Exercise text →
Sommer reaches this conclusion himself in chapter 13, “QAnon Goes Abroad,” where Sommer states, "QAnon reaches vulnerable people who feel dislocated in the modern world, assuring them that their lives have a greater meaning and that the people they dislike are inherently evil." This links back with the study PsyPost reports on, especially that heightened anxiety increases the chances people will share misinformation on social media.
Social media has undoubtedly made it easier to share conspiracies and misinformation, but we cannot blame them entirely for the rise of QAnon and other conspiracies. Instead, we must consider that we live in a time when people have heightened anxiety and are losing their real-world connections for many reasons. This means the solution to our misinformation and conspiracy problem will not be throwing information at people because wrong information is a symptom of a more significant problem. Sommer's book makes clear what we have said before, but it bears repeating that the best way to combat conspiracies is two-fold:
1) Don't cut off relationships with people trapped in conspiratorial thinking.
2) Focus on the things you have in common, like sports, books, tv shows, or hobbies that have nothing to do with the conspiracy they focused on.
It can be hard to do this, as David mentions in Sommer's book, when your loved one is screaming at you about a cabal of cannibalistic pedophiles, but the best way to care for those trapped in these patterns is still to love them out of it.
5 More Things:
1) Writing for The Bulwark, Mona Charen has an essential reminder to avoid getting caught up in all the news that makes us sick. We can find all kinds of doomsday information about Q or climate change, but Charen reminds us that while these might cause us to despair, the headlines we see are not the complete picture.
2) AI continues to be a source of stress, even as it brings some joy. You may have seen the viral photo of the Pope in a puffy white coat; what you may not have noticed is that AI-generated it. Buzzfeed News spoke to the creator of the photo. The main takeaway here is just how good AI is getting at fooling us, which should encourage us to be more diligent in verifying the information we come across.
3) At Trump's recent rally in Waco, the former president used footage from the Jan 6th insurrection to glorify the insurrectionists. In a turn of potentially good news, NBC News reports that some Republicans are pushing back against Trump using the footage this way. Most notable is Lindsay Graham, supporter and golf buddy of the former president, who NBC quoted saying, "January 6 was one of the worst days in American history. Everybody's entitled to due process. If you're trying to suggest that those who were involved in January the 6th are some kind of hero? No. There will be no effort on my part to whitewash January 6." Let's hope Graham and others mean what they say.
4) Semafor's David Weigel has good reporting on the right's new use of viral videos. Reporting on a short viral video that allegedly shows a Black man harassing an Asian passerby in New York City, Weigel notes that the right's focus on this kind of race-baiting video is not new and seldom tells the whole story. Still, it does tell the story that fits the right's narrative.
5) Ray Epps, the man at the center of a Jan 6th conspiracy that he, working with the FBI, instigated the riot, is asking Fox News to detract its "false and defamatory statements," according to the New York Times. Epps' lawyer sent a letter to Tucker Carlson demanding an apology from Carlson for spreading "fanciful notions that are demonstrably false" on Carlson's show. The fallout from Dominion's lawsuit against Fox seems not limited to just the internal memos and texts we've seen showing that Fox employees knew they were misleading their employees. Others, like Epps, are now working to get Fox to correct its misinformation.

Source material →
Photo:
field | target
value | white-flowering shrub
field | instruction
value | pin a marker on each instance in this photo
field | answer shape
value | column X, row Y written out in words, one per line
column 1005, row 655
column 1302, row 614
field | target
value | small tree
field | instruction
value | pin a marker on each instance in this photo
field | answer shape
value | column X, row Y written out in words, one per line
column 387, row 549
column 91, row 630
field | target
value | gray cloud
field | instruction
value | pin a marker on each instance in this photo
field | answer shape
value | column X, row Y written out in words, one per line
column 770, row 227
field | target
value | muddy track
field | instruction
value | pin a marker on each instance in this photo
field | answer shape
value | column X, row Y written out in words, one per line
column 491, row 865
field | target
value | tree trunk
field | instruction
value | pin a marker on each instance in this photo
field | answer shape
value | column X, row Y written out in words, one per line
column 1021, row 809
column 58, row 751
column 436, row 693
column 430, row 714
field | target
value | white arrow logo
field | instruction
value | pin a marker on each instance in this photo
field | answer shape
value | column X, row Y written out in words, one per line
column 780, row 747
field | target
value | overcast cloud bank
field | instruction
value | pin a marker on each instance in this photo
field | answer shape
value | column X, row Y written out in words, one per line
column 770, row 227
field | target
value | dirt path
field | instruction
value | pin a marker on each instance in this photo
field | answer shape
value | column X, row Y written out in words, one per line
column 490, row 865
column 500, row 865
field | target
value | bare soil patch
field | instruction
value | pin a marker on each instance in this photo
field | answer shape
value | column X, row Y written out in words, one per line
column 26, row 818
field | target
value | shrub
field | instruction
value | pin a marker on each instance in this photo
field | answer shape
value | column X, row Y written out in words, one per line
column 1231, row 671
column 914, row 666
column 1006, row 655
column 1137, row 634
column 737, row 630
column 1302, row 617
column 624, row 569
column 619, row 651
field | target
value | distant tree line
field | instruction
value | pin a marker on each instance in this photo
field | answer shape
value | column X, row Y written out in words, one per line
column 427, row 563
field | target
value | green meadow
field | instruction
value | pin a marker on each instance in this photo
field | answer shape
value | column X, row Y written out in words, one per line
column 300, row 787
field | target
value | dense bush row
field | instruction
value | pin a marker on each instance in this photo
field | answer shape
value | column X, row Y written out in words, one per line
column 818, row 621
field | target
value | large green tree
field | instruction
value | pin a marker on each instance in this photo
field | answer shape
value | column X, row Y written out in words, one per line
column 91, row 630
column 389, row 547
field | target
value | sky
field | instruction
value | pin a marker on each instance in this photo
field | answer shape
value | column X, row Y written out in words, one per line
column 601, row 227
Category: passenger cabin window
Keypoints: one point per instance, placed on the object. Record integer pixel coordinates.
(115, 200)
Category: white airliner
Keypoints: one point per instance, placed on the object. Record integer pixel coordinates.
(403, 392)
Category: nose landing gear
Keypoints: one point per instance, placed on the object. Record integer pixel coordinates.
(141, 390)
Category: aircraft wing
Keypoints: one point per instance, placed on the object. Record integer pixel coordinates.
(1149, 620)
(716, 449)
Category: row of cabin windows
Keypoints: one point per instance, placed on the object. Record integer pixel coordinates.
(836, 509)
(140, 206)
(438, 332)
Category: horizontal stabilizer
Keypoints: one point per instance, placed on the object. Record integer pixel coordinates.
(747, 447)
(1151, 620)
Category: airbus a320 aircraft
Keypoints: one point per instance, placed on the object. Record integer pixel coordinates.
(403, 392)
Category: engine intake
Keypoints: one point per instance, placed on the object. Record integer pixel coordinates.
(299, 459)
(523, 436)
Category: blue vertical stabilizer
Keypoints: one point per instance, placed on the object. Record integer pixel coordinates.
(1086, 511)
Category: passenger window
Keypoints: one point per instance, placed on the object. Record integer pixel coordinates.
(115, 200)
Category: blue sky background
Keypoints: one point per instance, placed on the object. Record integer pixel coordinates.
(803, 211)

Work request A →
Answer each question from the passage on conspiracies and misinformation, one answer per line, marked to match:
(i) What is the title of chapter 13 of Sommer's book?
(ii) In which city did Trump hold the recent rally at which he used footage from the Jan 6th insurrection?
(iii) To whom did Epps' lawyer send a letter demanding an apology?
Work request B → Transcribe the portion of the passage on conspiracies and misinformation that begins at the words "Social media has" and stops after the words "in conspiratorial thinking.".
The rows have no part in this work.

Task result A →
(i) “QAnon Goes Abroad”
(ii) Waco
(iii) Tucker Carlson

Task result B →
Social media has undoubtedly made it easier to share conspiracies and misinformation, but we cannot blame them entirely for the rise of QAnon and other conspiracies. Instead, we must consider that we live in a time when people have heightened anxiety and are losing their real-world connections for many reasons. This means the solution to our misinformation and conspiracy problem will not be throwing information at people because wrong information is a symptom of a more significant problem. Sommer's book makes clear what we have said before, but it bears repeating that the best way to combat conspiracies is two-fold:
1) Don't cut off relationships with people trapped in conspiratorial thinking.